▸ **Job**
Rewrite the passage from the income tax clearance article starting with "This is not" and going on through "of the country.", swapping "immigration authorities" for "border officials".

▸ **Document extract**
April 24, 2006 12:48 IST

Finally, you got that long-awaited letter of appointment from the MNC in the Gulf. But make sure you don't miss out on the income tax clearance certificate in the rush to catch the next flight.

The tax authorities can ask the immigration authorities to stop you from boarding if you do not have one.

All your bags are packed and you're ready to go. Just remember, if you're travelling abroad, you need to get more than your travel plans in order. Yes, your passport, visas, tickets and foreign exchange are all vital, but there's also the possibility that you'll have to produce an income tax clearance certificate before you take off.

This is not something that's always asked for, but on the off chance that the immigration authorities want it, you'll have to be able to produce it on demand at the time of boarding a flight out of the country.

The tax clearance certificate is a notice from the income tax department which states that you have discharged your tax liabilities at the time of your departure and that the department has no objection to your leaving the country.

The immigration authorities ask for this certificate only from certain people, particularly those who are leaving the country for good or for an uncertain period. So if you're headed to the Caribbean for a summer holiday, it's unlikely that you'll be asked for this paper.

The objective of asking for the certificate is to ensure that the government does not lose out on revenue from those who may be leaving the country forever.

Of course, as with all things bureaucratic, it was so far a tiresome business to get this certificate. Now, however, the procedure has been simplified and it's no longer a bothersome task to apply for and get the tax clearance certificate.

So, how does it work? And do you fall in the category of persons who may have to produce the certificate? We take a look.

Indian citizens

If you are a resident Indian citizen and going abroad on a tourist visa, you don't have to bother with getting a tax clearance certificate. Again, you don't need the formal notice if you are travelling abroad for a definite period on a business visa or any other visa.

The tax authorities do not really take notice of such short trips, and you don't need to go through the process of applying for tax clearance.

▸ **Extracted data**
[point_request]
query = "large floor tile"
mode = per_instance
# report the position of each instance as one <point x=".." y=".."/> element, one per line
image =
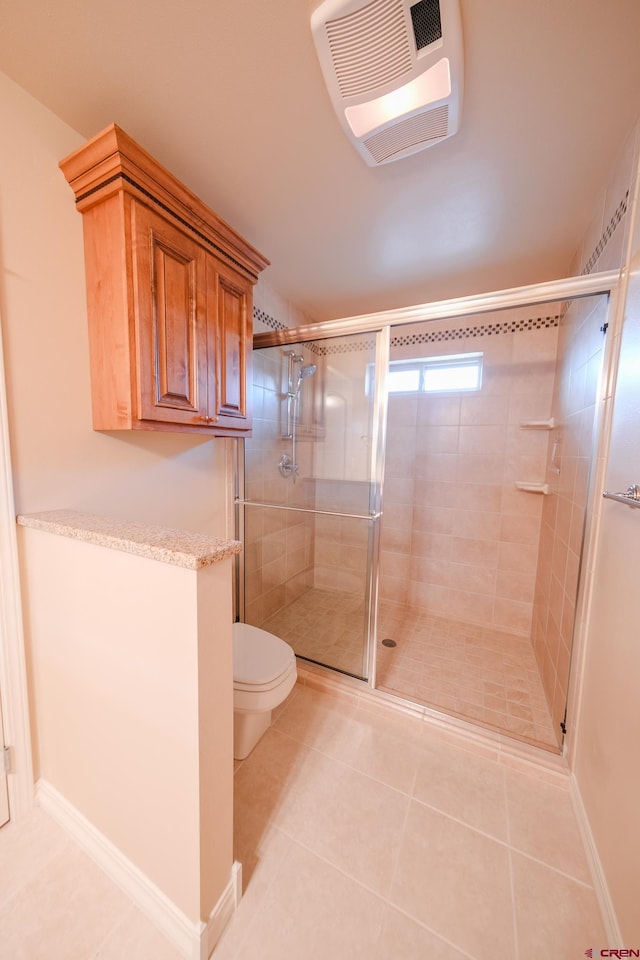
<point x="404" y="939"/>
<point x="316" y="719"/>
<point x="135" y="938"/>
<point x="63" y="913"/>
<point x="349" y="819"/>
<point x="385" y="748"/>
<point x="26" y="847"/>
<point x="311" y="911"/>
<point x="261" y="785"/>
<point x="542" y="824"/>
<point x="555" y="916"/>
<point x="465" y="785"/>
<point x="456" y="881"/>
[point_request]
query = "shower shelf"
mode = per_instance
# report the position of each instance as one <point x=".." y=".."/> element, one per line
<point x="538" y="424"/>
<point x="532" y="487"/>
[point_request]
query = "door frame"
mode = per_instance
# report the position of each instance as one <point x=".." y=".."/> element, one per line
<point x="13" y="675"/>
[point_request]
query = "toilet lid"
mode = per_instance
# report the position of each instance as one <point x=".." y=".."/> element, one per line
<point x="258" y="657"/>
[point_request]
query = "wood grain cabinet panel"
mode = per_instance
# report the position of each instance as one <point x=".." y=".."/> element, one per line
<point x="169" y="296"/>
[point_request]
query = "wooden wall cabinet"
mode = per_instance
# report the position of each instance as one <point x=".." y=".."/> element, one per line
<point x="169" y="296"/>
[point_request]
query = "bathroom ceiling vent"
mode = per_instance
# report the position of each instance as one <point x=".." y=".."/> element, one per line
<point x="393" y="69"/>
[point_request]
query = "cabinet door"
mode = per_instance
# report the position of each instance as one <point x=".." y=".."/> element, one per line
<point x="170" y="309"/>
<point x="230" y="345"/>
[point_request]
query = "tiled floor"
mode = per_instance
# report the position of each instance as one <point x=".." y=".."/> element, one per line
<point x="364" y="835"/>
<point x="325" y="626"/>
<point x="487" y="676"/>
<point x="481" y="674"/>
<point x="55" y="904"/>
<point x="369" y="834"/>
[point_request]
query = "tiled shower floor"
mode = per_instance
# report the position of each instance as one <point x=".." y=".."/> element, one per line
<point x="487" y="676"/>
<point x="478" y="673"/>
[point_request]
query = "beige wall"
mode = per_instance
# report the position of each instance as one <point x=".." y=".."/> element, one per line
<point x="605" y="747"/>
<point x="131" y="682"/>
<point x="58" y="460"/>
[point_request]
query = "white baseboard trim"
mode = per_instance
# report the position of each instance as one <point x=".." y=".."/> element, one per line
<point x="194" y="941"/>
<point x="601" y="889"/>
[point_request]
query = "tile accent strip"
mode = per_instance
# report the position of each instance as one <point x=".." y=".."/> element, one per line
<point x="268" y="320"/>
<point x="488" y="330"/>
<point x="611" y="228"/>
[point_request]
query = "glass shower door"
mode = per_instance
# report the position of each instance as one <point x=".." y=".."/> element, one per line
<point x="308" y="503"/>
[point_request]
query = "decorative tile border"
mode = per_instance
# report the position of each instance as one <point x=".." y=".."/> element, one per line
<point x="434" y="336"/>
<point x="611" y="228"/>
<point x="488" y="330"/>
<point x="268" y="320"/>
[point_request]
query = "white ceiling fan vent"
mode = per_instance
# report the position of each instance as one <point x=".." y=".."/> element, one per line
<point x="409" y="135"/>
<point x="393" y="69"/>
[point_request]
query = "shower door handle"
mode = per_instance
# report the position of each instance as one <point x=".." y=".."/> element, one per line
<point x="631" y="497"/>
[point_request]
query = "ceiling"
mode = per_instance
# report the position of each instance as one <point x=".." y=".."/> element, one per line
<point x="228" y="95"/>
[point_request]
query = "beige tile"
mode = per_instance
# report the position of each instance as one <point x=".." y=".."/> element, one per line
<point x="260" y="787"/>
<point x="136" y="938"/>
<point x="349" y="819"/>
<point x="383" y="748"/>
<point x="455" y="881"/>
<point x="64" y="912"/>
<point x="274" y="848"/>
<point x="315" y="719"/>
<point x="26" y="847"/>
<point x="404" y="939"/>
<point x="542" y="824"/>
<point x="312" y="910"/>
<point x="555" y="916"/>
<point x="466" y="786"/>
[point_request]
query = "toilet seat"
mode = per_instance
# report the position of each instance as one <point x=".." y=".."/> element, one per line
<point x="264" y="674"/>
<point x="261" y="661"/>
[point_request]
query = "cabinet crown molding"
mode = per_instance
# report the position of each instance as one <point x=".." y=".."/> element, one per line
<point x="113" y="162"/>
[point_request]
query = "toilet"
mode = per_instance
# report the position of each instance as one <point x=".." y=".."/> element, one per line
<point x="264" y="673"/>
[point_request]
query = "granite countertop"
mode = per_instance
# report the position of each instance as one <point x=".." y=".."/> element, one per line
<point x="178" y="547"/>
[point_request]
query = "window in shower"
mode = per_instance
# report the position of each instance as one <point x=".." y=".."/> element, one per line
<point x="433" y="374"/>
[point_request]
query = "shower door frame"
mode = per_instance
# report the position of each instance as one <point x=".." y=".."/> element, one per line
<point x="597" y="284"/>
<point x="381" y="332"/>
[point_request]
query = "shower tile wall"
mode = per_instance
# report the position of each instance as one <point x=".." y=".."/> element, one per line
<point x="458" y="539"/>
<point x="580" y="352"/>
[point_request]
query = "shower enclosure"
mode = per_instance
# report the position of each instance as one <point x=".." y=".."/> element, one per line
<point x="309" y="510"/>
<point x="461" y="595"/>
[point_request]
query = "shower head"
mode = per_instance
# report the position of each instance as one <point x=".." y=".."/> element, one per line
<point x="303" y="373"/>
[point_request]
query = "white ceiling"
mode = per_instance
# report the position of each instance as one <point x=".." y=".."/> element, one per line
<point x="228" y="94"/>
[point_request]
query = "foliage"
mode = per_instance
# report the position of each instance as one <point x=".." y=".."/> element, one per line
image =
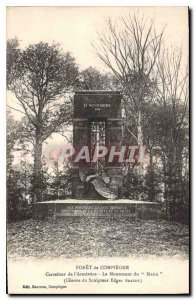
<point x="89" y="237"/>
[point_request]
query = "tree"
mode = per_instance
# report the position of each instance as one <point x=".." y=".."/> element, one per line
<point x="130" y="49"/>
<point x="44" y="75"/>
<point x="92" y="79"/>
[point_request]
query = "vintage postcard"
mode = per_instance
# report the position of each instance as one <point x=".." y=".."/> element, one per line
<point x="98" y="150"/>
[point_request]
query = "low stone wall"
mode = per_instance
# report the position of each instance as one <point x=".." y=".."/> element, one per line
<point x="97" y="209"/>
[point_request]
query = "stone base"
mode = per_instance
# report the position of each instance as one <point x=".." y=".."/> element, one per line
<point x="109" y="209"/>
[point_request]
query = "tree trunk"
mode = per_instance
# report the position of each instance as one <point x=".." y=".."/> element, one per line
<point x="140" y="141"/>
<point x="38" y="167"/>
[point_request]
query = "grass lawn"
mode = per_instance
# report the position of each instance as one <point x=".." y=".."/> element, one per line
<point x="92" y="238"/>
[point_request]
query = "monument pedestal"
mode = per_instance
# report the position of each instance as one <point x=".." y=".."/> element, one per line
<point x="109" y="209"/>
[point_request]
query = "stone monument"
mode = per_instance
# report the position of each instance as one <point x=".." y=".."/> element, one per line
<point x="96" y="123"/>
<point x="97" y="181"/>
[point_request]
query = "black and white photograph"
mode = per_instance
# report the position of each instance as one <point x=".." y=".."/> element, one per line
<point x="97" y="174"/>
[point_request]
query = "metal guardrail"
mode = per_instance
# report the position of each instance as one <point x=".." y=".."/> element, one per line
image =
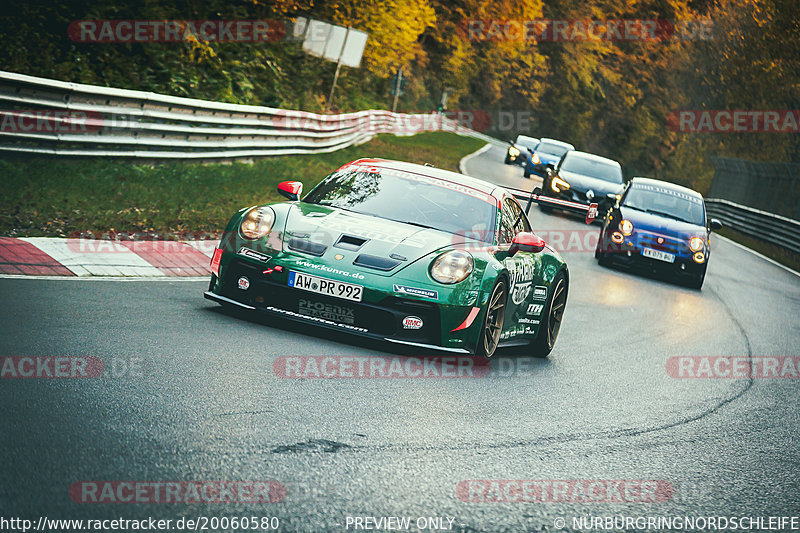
<point x="767" y="227"/>
<point x="139" y="124"/>
<point x="769" y="186"/>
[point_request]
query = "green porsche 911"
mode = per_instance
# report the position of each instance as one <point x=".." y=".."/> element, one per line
<point x="399" y="252"/>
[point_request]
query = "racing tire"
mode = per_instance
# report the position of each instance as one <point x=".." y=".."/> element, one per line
<point x="493" y="321"/>
<point x="697" y="283"/>
<point x="603" y="258"/>
<point x="553" y="314"/>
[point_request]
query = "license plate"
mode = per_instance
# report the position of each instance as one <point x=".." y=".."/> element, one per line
<point x="658" y="254"/>
<point x="328" y="287"/>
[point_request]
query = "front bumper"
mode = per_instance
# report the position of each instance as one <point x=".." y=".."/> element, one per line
<point x="630" y="253"/>
<point x="380" y="315"/>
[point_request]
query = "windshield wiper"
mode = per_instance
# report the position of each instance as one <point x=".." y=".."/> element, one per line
<point x="669" y="215"/>
<point x="418" y="224"/>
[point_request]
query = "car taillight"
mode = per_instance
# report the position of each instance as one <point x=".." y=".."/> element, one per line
<point x="215" y="259"/>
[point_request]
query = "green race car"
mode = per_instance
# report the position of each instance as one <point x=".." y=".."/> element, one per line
<point x="399" y="252"/>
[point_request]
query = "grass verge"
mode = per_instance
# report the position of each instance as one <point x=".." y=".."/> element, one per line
<point x="59" y="197"/>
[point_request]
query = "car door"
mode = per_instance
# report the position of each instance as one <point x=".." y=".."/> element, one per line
<point x="524" y="270"/>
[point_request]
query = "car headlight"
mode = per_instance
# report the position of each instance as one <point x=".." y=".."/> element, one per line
<point x="257" y="222"/>
<point x="558" y="184"/>
<point x="452" y="267"/>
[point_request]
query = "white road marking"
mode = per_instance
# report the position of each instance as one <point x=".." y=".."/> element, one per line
<point x="117" y="261"/>
<point x="204" y="247"/>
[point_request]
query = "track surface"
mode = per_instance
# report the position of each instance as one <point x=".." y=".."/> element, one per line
<point x="207" y="406"/>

▸ **Solution below**
This is not something that's always asked for, but on the off chance that the border officials want it, you'll have to be able to produce it on demand at the time of boarding a flight out of the country.